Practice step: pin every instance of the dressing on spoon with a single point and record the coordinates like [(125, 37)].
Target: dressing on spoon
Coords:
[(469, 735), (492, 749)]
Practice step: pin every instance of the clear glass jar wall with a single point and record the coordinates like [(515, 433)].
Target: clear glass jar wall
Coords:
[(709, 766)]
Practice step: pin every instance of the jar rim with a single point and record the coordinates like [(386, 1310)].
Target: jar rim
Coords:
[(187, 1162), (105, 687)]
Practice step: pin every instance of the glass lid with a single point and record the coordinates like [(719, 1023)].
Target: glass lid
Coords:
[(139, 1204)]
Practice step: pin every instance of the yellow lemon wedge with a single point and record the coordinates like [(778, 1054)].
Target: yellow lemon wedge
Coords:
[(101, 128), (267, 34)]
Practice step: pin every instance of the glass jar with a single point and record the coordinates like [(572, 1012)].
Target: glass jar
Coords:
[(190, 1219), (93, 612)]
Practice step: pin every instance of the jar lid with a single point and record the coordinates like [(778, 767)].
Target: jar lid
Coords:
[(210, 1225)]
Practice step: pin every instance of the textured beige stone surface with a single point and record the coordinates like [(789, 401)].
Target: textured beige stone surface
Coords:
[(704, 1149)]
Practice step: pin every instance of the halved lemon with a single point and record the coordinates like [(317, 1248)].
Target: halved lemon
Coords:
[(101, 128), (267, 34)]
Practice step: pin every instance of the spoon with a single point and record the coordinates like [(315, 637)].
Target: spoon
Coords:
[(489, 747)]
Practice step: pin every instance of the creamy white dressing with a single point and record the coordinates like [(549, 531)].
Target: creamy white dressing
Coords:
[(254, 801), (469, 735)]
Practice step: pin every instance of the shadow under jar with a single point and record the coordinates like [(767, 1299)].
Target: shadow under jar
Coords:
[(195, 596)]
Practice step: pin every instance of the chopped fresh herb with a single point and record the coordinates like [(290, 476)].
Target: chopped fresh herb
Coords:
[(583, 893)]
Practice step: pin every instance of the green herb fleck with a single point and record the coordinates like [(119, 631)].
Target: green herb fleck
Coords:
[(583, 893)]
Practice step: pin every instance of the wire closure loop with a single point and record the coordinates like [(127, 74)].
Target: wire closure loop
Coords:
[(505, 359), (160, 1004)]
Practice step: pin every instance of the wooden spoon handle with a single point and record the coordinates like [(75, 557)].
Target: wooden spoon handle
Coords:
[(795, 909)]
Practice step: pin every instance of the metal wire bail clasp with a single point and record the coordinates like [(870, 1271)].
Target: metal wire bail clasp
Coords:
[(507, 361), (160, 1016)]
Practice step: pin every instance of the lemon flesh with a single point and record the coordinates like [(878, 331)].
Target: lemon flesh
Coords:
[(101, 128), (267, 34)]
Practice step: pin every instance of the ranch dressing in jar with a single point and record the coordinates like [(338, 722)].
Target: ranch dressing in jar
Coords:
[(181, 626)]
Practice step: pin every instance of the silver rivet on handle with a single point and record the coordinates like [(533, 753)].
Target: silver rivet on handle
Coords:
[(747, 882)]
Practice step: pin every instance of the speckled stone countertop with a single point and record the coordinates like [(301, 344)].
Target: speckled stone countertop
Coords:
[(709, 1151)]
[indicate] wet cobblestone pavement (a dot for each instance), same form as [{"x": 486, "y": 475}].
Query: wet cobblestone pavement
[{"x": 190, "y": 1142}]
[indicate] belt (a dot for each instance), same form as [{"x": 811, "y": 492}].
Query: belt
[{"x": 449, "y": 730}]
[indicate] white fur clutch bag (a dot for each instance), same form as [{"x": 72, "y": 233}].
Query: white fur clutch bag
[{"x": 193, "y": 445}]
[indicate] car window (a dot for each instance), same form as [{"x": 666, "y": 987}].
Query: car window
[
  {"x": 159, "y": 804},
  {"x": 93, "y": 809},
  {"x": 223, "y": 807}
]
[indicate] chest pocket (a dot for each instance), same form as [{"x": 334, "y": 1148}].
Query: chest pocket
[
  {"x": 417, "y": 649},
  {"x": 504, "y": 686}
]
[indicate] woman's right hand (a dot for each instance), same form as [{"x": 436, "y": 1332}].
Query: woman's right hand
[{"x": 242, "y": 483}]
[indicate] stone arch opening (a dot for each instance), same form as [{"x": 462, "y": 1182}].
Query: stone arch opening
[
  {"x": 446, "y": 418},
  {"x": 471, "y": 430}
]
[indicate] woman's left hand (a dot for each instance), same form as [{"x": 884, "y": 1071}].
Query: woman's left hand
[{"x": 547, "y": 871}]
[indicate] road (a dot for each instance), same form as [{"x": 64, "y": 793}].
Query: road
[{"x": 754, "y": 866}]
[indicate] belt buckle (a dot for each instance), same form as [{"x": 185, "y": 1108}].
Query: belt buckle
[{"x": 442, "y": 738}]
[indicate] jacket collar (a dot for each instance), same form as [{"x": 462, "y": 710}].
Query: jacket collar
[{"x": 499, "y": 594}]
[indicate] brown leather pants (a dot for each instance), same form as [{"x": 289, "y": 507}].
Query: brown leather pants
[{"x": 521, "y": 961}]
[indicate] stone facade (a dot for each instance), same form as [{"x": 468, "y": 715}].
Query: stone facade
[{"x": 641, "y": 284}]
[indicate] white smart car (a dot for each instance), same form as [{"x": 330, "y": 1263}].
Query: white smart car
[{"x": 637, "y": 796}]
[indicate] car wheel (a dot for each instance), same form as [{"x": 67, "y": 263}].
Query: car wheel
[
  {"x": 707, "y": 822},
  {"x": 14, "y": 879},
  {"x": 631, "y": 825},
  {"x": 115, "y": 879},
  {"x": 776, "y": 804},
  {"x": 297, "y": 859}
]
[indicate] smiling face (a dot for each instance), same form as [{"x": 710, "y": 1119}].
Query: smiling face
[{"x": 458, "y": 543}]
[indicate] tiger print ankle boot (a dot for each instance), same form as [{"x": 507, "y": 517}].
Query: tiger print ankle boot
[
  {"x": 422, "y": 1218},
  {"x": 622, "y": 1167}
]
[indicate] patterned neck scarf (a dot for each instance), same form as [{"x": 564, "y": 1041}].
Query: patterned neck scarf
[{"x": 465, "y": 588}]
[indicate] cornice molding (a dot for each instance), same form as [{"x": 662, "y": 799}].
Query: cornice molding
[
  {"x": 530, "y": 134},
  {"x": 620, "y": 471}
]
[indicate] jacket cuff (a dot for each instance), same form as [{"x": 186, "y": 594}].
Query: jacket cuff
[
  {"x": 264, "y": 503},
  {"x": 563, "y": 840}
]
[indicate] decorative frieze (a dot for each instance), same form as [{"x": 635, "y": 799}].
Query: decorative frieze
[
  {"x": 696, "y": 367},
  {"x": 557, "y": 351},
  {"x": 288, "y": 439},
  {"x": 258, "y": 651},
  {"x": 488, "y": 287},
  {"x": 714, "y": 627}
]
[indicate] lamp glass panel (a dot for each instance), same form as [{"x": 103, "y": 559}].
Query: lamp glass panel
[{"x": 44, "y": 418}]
----------------------------------------
• **PROMPT**: Return the entries in full, keeping every line exactly as it is.

• **OUTPUT FOR THIS EXERCISE**:
Practice step: pin every instance of the dressing on spoon with a single point and record the coordinates like [(125, 37)].
Target: dressing on spoon
Coords:
[(469, 735), (492, 749)]
Practice step: pin every instance of the clear glass jar wall with a single point and record the coordinates like [(515, 433)].
Target: clear glass jar wall
Coords:
[(709, 766)]
Practice step: pin every instance of the jar rim with a single point and record the coordinates like [(386, 1310)].
Target: jar rim
Coords:
[(187, 1162), (105, 687)]
Practice step: pin every instance of the glass lid with a single point and record the coordinates like [(719, 1023)].
Target: glass lid
Coords:
[(139, 1204)]
Practice step: pin every instance of the yellow lemon wedge with a single point and record the coordinates like [(778, 1054)].
Target: yellow lemon wedge
Coords:
[(101, 128), (267, 34)]
Practice step: pin every instance of the glass jar with a single point and record the coordinates like [(572, 1012)].
Target: glass jar
Coords:
[(190, 1219), (93, 612)]
Practice step: pin every instance of the jar lid with a single point and record the coordinates like [(778, 767)].
Target: jar lid
Coords:
[(210, 1225)]
Practice step: pin every instance of the textured beige stone surface with a single point and record the coordinates like [(789, 401)].
Target: textured beige stone surface
Coords:
[(704, 1149)]
Practice step: pin every instance of the halved lemon with a single point and record the coordinates like [(317, 1248)].
Target: halved lemon
Coords:
[(101, 128), (267, 34)]
Practice step: pin every instance of the spoon with a single point and record the coordinates like [(315, 637)].
Target: spoon
Coords:
[(489, 747)]
Practice step: pin every instance of the creamy white dressing with a single point and record the coordinates like [(549, 531)].
Target: creamy white dressing
Coords:
[(254, 801), (469, 735)]
Practice step: pin every instance of the shadow under jar with a single point and record the coordinates like [(767, 1299)].
Target: shadow under jar
Coords:
[(195, 596)]
Practice step: pin every instance of the chopped fresh herb with a single point and record the coordinates like [(290, 476)].
Target: chopped fresh herb
Coords:
[(583, 893)]
Practice step: pin every instance of the green herb fleck with a single point and record the coordinates like [(119, 631)].
Target: green herb fleck
Coords:
[(583, 893)]
Practice step: pin every instance of the wire closure loop with a single point and record the coordinates like [(127, 74)].
Target: wire closure loop
Coords:
[(505, 359), (160, 1004)]
Practice step: pin every instance of the wooden spoon handle with a single point and record the coordinates like [(75, 557)].
Target: wooden spoon handle
Coords:
[(795, 909)]
Practice step: pin every instance of the metal wire bail clasp with a single point and record the coordinates like [(870, 1271)].
Target: metal wire bail clasp
Coords:
[(507, 361), (160, 1016)]
Practice step: pin every instance of the lemon flesh with a single point and record the coordinates like [(878, 331)].
Target: lemon flesh
Coords:
[(101, 128), (267, 34)]
Practice step: pin every instance of the ranch dressing in jar with a single point and record the coordinates like [(338, 722)].
Target: ranch dressing in jar
Coords:
[(181, 626)]
Practice step: pin every instance of the silver rivet on handle with a single point and record the coordinates like [(533, 753)].
Target: silver rivet on handle
Coords:
[(747, 882)]
Practice step: pin every instance of the speckled stone countertop with a single point and record the coordinates like [(301, 344)].
Target: speckled stone countertop
Coords:
[(709, 1151)]
[indicate] wet cobblestone pavement (a dot for each instance), same form as [{"x": 486, "y": 475}].
Query: wet cobblestone pavement
[{"x": 190, "y": 1142}]
[indicate] belt (a dot for each instance), same form as [{"x": 811, "y": 492}].
Query: belt
[{"x": 449, "y": 730}]
[indicate] white fur clutch bag (a dot for each instance), same form as [{"x": 72, "y": 233}].
Query: white fur clutch bag
[{"x": 193, "y": 445}]
[indicate] car window (a dot for each instance), same form as [{"x": 666, "y": 987}].
Query: car window
[
  {"x": 159, "y": 804},
  {"x": 93, "y": 809},
  {"x": 223, "y": 807}
]
[indicate] chest pocket (a dot for each instance), same form as [{"x": 334, "y": 1148}].
Query: chest pocket
[
  {"x": 417, "y": 649},
  {"x": 504, "y": 686}
]
[indicate] woman's right hand (a dot for each instance), same form as [{"x": 436, "y": 1332}].
Query: woman's right hand
[{"x": 242, "y": 483}]
[indicate] stone arch opening (a dot for each instance), same form as [{"x": 462, "y": 1182}].
Query: stone arch opening
[
  {"x": 446, "y": 418},
  {"x": 471, "y": 430}
]
[indicate] woman's left hand (a dot for each instance), same form as [{"x": 884, "y": 1071}].
Query: woman's left hand
[{"x": 547, "y": 871}]
[indicate] road (a dot for each instance), same form as [{"x": 64, "y": 793}].
Query: road
[{"x": 754, "y": 866}]
[indicate] belt buckle (a dot for each instance), same form as [{"x": 185, "y": 1108}].
Query: belt buckle
[{"x": 442, "y": 738}]
[indicate] jacket collar (a dot for each instance), same form as [{"x": 462, "y": 710}].
Query: jacket collar
[{"x": 499, "y": 594}]
[indicate] brown leather pants (a dot for each instance), same form as [{"x": 289, "y": 507}].
Query: brown leather pants
[{"x": 521, "y": 961}]
[indicate] stone facade (a dot for each instance), same form as [{"x": 468, "y": 715}].
Query: stone facade
[{"x": 641, "y": 284}]
[indicate] white smart car (a dot for each instance), same form as [{"x": 330, "y": 1263}].
Query: white smart car
[{"x": 637, "y": 796}]
[indicate] car wheel (a dot for each instance), same form as [{"x": 67, "y": 263}].
Query: car wheel
[
  {"x": 707, "y": 822},
  {"x": 14, "y": 879},
  {"x": 631, "y": 825},
  {"x": 115, "y": 879},
  {"x": 776, "y": 804},
  {"x": 297, "y": 859}
]
[indicate] smiling face (a dot for each instance), same form as [{"x": 710, "y": 1119}].
Query: smiling face
[{"x": 458, "y": 543}]
[indicate] tiger print ankle boot (a dot for each instance), same form as [{"x": 507, "y": 517}].
Query: tiger print ankle boot
[
  {"x": 422, "y": 1218},
  {"x": 622, "y": 1167}
]
[indicate] patterned neck scarf (a dot for each instance), same form as [{"x": 564, "y": 1041}].
Query: patterned neck scarf
[{"x": 465, "y": 588}]
[indicate] cornice molding (a dot for each instance), same form as [{"x": 662, "y": 799}].
Query: cornice molding
[
  {"x": 530, "y": 134},
  {"x": 620, "y": 471}
]
[indicate] jacket cuff (a dot for each instance), same form as [{"x": 186, "y": 594}].
Query: jacket cuff
[
  {"x": 264, "y": 503},
  {"x": 563, "y": 840}
]
[indicate] decorative frieze (a dot for each instance), same form as [{"x": 635, "y": 799}].
Query: decorative frieze
[
  {"x": 696, "y": 367},
  {"x": 557, "y": 351},
  {"x": 288, "y": 439},
  {"x": 258, "y": 651},
  {"x": 488, "y": 287},
  {"x": 714, "y": 627}
]
[indicate] lamp glass panel (a dot for each instance), same form as [{"x": 103, "y": 559}].
Query: lamp glass panel
[{"x": 44, "y": 418}]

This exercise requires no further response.